Rewrite the listing below from the line containing "Place a marker on the hand" up to and including its last line, keeping the requests. Scale every coordinate in the answers by 0.7 and round to whole numbers, rounding halves up.

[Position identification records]
....
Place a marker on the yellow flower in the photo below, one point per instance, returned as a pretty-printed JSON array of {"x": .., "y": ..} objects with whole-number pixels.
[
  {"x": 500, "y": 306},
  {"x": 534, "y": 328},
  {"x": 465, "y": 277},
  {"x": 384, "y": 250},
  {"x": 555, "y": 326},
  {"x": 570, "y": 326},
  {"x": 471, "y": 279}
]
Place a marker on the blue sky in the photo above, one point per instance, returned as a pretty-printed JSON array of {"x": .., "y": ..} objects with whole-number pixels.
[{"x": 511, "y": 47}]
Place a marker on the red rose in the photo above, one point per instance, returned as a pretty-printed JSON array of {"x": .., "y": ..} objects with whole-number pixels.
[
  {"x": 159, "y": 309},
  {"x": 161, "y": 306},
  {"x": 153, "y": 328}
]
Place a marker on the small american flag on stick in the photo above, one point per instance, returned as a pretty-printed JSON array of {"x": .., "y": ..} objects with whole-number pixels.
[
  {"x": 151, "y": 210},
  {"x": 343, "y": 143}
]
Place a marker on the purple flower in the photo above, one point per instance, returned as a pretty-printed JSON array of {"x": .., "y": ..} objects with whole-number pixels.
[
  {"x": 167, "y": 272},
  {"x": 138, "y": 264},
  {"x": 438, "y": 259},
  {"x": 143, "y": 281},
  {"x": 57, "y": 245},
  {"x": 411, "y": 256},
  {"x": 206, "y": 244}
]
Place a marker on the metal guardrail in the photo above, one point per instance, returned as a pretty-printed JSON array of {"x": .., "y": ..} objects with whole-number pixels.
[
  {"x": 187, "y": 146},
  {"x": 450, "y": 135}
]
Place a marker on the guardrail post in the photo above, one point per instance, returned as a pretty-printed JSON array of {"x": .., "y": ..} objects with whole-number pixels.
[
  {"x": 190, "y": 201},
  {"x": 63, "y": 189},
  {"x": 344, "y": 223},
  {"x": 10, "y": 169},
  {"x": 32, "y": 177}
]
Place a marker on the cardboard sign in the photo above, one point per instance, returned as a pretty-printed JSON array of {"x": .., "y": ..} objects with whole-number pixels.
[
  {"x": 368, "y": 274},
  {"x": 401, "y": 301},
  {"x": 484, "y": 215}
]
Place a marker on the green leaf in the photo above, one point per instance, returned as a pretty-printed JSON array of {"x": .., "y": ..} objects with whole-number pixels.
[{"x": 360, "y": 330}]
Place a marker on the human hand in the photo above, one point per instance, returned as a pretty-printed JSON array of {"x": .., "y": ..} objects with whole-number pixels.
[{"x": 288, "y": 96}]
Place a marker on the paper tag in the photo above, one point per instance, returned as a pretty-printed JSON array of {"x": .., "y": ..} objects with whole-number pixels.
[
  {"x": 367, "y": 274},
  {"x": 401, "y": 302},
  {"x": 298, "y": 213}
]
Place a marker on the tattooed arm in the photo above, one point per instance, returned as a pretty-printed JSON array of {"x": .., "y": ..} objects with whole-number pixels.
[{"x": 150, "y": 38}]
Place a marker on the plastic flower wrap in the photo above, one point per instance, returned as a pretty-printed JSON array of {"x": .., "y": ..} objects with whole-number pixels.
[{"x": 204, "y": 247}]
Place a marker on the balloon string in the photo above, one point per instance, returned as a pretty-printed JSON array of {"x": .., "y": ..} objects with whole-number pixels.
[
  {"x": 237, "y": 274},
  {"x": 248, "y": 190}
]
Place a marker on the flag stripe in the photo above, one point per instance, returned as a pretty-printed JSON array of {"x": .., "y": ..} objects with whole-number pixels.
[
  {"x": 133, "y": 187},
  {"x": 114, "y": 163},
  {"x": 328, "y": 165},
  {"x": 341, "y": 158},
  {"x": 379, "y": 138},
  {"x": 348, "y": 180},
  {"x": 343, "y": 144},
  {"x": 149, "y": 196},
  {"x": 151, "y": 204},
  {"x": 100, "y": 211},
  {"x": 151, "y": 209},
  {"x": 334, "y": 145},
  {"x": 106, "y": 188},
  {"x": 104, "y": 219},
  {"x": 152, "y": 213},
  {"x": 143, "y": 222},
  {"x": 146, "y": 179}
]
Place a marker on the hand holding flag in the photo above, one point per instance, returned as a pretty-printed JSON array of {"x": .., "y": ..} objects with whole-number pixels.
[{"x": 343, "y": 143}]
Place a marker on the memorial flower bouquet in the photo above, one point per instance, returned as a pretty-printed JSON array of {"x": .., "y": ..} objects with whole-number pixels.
....
* _EXERCISE OUTPUT_
Place a marker on the hand holding flag in the photo above, one point per instance, returned as a pretty-printed JSON array of {"x": .., "y": ..} objects with whole-number pixels.
[{"x": 240, "y": 100}]
Place a marker on the memorial flower bouquet in the photo above, one point per instance, returned as a pretty-printed JSON array of {"x": .., "y": ..} objects with whole-number pixels.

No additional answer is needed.